* BEGIN Task data *
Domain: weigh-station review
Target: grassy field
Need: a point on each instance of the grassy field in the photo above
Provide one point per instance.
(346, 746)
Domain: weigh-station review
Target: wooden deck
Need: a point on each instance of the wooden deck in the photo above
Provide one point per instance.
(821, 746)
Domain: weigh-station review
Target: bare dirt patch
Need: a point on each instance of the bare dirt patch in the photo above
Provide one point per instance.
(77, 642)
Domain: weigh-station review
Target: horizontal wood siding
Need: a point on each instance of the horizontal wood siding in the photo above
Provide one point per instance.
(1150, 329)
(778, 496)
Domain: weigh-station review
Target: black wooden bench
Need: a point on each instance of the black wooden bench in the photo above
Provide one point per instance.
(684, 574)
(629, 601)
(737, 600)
* END Task data *
§ **What is expected**:
Pull out each line in the records that contains the word "above", and copy every such line in full.

§ **Finished exercise**:
Need: a point on each instance of the grassy field in the photo above
Need: a point on each instance of the wooden deck in the photo above
Need: a point on each instance of the bare dirt patch in the photo above
Need: a point on each instance of the horizontal wood siding in the photo above
Need: a point on each instance of the black wooden bench in the photo above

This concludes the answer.